SET EXERCISE
Nothing but the line with "Identify the bush" and the lines after it, through the end of the records below, is to be repeated, exactly as it is.

** START DATA FOR THIS EXERCISE **

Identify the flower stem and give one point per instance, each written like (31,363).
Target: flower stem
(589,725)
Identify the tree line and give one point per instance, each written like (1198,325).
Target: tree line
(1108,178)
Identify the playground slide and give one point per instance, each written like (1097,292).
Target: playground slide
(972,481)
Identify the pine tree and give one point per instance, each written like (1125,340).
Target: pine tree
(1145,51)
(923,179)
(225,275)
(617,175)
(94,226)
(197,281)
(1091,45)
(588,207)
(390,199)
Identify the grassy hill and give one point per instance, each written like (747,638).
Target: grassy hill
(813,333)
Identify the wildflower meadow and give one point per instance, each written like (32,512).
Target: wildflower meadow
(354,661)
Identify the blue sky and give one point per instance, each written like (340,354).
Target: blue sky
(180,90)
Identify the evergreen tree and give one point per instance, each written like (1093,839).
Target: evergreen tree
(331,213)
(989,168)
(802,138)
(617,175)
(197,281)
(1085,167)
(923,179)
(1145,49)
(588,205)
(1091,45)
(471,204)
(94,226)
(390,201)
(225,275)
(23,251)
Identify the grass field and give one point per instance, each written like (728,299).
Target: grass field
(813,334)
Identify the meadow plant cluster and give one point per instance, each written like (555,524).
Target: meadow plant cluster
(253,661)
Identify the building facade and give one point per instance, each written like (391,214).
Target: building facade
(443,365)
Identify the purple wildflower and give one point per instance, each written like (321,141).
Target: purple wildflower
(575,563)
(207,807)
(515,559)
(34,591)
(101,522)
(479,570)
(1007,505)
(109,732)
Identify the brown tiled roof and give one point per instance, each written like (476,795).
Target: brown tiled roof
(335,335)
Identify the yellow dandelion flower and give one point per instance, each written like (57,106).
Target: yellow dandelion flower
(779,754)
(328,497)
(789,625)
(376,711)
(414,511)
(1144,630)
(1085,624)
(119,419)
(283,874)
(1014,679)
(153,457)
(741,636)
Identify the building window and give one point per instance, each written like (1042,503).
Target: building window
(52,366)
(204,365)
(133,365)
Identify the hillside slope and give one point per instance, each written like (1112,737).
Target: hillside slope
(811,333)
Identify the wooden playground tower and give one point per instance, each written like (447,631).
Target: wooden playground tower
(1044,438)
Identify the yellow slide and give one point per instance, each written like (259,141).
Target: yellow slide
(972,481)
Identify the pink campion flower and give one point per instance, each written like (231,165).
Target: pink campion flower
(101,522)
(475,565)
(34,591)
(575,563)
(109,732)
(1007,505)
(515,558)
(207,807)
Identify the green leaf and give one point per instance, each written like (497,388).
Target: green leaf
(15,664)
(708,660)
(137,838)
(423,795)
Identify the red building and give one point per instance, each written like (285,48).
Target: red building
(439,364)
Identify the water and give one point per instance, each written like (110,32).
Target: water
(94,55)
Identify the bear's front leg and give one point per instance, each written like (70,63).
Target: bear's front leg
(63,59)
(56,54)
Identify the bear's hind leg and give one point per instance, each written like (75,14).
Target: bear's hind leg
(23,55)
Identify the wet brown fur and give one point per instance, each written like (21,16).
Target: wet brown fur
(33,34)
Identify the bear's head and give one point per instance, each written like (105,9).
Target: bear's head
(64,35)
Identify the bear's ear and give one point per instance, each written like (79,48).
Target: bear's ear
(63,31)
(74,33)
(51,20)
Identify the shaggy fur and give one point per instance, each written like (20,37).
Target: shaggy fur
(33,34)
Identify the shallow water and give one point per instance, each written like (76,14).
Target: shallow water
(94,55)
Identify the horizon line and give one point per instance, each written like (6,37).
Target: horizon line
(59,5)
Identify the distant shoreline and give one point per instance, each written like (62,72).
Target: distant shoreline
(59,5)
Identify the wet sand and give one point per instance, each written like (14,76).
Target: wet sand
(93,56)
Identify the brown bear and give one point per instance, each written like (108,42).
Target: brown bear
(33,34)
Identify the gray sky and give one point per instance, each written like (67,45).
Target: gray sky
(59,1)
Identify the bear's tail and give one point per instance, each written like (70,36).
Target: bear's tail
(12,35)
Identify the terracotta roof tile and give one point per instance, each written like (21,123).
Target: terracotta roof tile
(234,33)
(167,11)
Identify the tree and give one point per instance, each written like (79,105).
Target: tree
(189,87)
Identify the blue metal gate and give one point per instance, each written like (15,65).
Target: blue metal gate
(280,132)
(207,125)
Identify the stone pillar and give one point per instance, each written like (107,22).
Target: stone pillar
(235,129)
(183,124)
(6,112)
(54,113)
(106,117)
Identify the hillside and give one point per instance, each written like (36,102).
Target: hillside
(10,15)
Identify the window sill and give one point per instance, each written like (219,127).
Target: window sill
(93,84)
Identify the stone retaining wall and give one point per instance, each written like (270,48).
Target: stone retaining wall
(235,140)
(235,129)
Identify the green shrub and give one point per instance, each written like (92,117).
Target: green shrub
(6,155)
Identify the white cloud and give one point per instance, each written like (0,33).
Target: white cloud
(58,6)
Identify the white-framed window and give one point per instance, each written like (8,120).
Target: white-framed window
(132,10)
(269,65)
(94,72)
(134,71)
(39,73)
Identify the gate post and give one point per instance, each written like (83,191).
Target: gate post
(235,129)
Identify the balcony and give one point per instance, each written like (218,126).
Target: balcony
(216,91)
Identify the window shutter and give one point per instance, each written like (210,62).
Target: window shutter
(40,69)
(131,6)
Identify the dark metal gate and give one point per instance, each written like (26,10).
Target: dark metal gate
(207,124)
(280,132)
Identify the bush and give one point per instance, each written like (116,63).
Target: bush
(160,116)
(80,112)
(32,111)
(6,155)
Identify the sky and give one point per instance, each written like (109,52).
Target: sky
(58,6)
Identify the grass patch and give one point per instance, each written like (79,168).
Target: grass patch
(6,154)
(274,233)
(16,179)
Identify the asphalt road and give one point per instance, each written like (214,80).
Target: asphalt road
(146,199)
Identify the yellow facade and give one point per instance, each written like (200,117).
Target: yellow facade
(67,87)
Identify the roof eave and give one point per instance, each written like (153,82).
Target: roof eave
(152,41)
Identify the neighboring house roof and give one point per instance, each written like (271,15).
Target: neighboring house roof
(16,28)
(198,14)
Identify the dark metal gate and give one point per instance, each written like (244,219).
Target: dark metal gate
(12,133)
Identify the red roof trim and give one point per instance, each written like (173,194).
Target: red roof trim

** END DATA FOR THIS EXERCISE **

OUTPUT FOR THIS TASK
Identify the bush and give one point per instance, each written like (116,63).
Target: bush
(160,116)
(80,112)
(32,111)
(6,155)
Identify the sky and give one point per instance, each written like (109,52).
Target: sky
(58,6)
Identify the grass patch and give one point per instance, each written like (79,168).
Target: grass patch
(6,154)
(274,233)
(16,179)
Identify the asphalt road and give one point per instance, each written like (214,80).
Target: asphalt road
(146,199)
Identify the yellow facade and give one point per instance, each written like (200,117).
Target: yellow facade
(67,87)
Identify the roof eave and give one point per instance, each written like (153,82).
Target: roof eave
(152,41)
Identify the neighboring house roof and give one point per instance, each written like (271,15).
Target: neighboring house roof
(16,28)
(198,14)
Identify the dark metal gate and give one point per instance, each written like (244,219).
Target: dark metal gate
(12,133)
Identify the red roof trim and give one point per instance, each written like (173,194).
Target: red roof trim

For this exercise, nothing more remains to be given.